* start Document passage *
Justice and Security
From the outset of this process, we have identified a number of areas in the Justice area that are particularly important to ongoing cooperation between the UK and Ireland, and have been taking steps to mitigate the effect of a UK withdrawal from the EU as much as possible. The areas in question are
particularly relevant to the peace process in Northern Ireland.
Cooperation in the area of law enforcement particularly vis-à-vis Northern Ireland is at an all-time high and the Government is determined to maintain this. Measures are in preparation to ensure that we have a viable extradition system with the UK and that the continuing exchange of law enforcement data is maintained in a manner compatible with EU instruments on data protection.
The framework built up by the EU over the last 45 years covers a multitude of areas that affect citizens in different ways. While its impact is not as immediately visible, a sophisticated range of EU instruments cover such matters as judicial cooperation in civil matters, including both family law as well as commercial transactions. While there are a range of other international instruments that address many of these issues and will apply post Brexit, it has to be recognised that these are not always as effective as
the comparable EU instruments.
The free movement of people within the Common Travel Area is underpinned by cooperation between the two States in the form of exchange of data and addresses issues such as persons seeking international protection. The withdrawal of the UK from the EU will require new measures including legislative changes. Preparations are ongoing in the Department of Justice and Equality and in consultation with the Attorney General’s Office.
Justice and security issues will continue to be of primary importance as part of ongoing cooperation between Ireland and the UK, including in the context of the Northern Ireland peace process. The Government has taken a number of steps in this area to mitigate the effects of Brexit.
Measures will be in place to ensure a viable extradition system with the UK in a no deal scenario, and to maintain the system of exchange of law enforcement data in a manner compatible with EU instruments on data protection.
* end Document passage *
* start Records for this task *
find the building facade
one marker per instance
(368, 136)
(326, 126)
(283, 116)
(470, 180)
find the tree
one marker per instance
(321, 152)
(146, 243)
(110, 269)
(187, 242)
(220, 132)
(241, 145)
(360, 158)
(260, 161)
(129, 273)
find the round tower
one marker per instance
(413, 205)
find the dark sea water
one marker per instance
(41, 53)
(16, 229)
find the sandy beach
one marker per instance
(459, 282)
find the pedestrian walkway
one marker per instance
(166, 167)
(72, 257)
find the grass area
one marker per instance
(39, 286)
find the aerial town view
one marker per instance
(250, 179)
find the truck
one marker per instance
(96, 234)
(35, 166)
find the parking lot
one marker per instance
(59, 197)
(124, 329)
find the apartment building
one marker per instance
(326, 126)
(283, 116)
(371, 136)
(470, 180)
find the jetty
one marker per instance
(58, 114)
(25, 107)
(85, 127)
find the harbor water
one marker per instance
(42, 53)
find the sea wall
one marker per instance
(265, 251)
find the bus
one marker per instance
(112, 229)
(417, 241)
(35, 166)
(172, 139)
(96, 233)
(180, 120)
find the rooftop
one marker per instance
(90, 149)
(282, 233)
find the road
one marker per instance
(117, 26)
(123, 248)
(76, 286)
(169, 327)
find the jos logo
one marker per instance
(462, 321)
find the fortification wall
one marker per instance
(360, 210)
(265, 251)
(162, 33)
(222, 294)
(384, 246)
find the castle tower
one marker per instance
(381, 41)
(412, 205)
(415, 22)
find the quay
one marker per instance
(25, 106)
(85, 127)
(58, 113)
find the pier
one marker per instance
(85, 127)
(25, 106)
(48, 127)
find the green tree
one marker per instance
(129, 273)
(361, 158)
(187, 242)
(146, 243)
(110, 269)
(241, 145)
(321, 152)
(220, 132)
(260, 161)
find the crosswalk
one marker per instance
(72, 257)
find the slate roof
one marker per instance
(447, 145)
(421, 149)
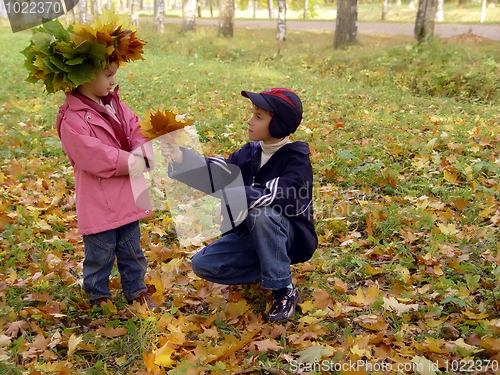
* end Records for this task *
=== Written request 1 ===
In the Justice and Security text:
(a) For how many years has the EU built up its framework?
(b) In which department are preparations ongoing?
(c) What level has law enforcement cooperation with respect to Northern Ireland reached?
=== Written request 2 ===
Can you print the rows from the line with "find the round tower" through the end of the rows, both ends included? Leave the pictures out.
The text and the rows have nothing to do with each other.

=== Worked solution 1 ===
(a) 45 years.
(b) The Department of Justice and Equality, in consultation with the Attorney General’s Office.
(c) An all-time high.

=== Worked solution 2 ===
find the round tower
one marker per instance
(413, 205)
find the dark sea water
one marker per instance
(41, 53)
(16, 229)
find the sandy beach
one marker per instance
(459, 282)
find the pedestrian walkway
one marker per instance
(166, 167)
(72, 257)
find the grass area
one marker per instance
(39, 286)
find the aerial town view
one marker per instance
(250, 179)
find the truck
one marker per instance
(96, 234)
(35, 166)
find the parking lot
one marker per instance
(59, 197)
(124, 329)
find the apartment building
one marker per instance
(326, 126)
(283, 116)
(371, 136)
(470, 180)
find the jetty
one marker per instance
(58, 114)
(25, 107)
(85, 127)
find the harbor water
one marker per instance
(42, 53)
find the sea wall
one marker per instance
(265, 251)
find the bus
one marker per instance
(112, 229)
(417, 241)
(35, 166)
(172, 139)
(96, 233)
(180, 120)
find the rooftop
one marker per instance
(90, 149)
(282, 233)
find the road
one marker per instance
(117, 26)
(123, 248)
(76, 286)
(169, 327)
find the jos logo
one marker per instance
(462, 321)
find the fortification wall
one marker per instance
(360, 210)
(265, 251)
(162, 33)
(222, 294)
(384, 246)
find the castle tower
one marker per instance
(381, 41)
(412, 205)
(415, 22)
find the quay
one marker per instance
(25, 106)
(85, 127)
(58, 113)
find the pier
one marker per instance
(85, 127)
(25, 106)
(48, 127)
find the green tree
one marker per instance
(129, 273)
(361, 158)
(187, 242)
(146, 243)
(110, 269)
(241, 145)
(321, 152)
(220, 132)
(260, 161)
find the crosswalk
one marker per instance
(72, 257)
find the slate roof
one marker per instance
(447, 145)
(421, 149)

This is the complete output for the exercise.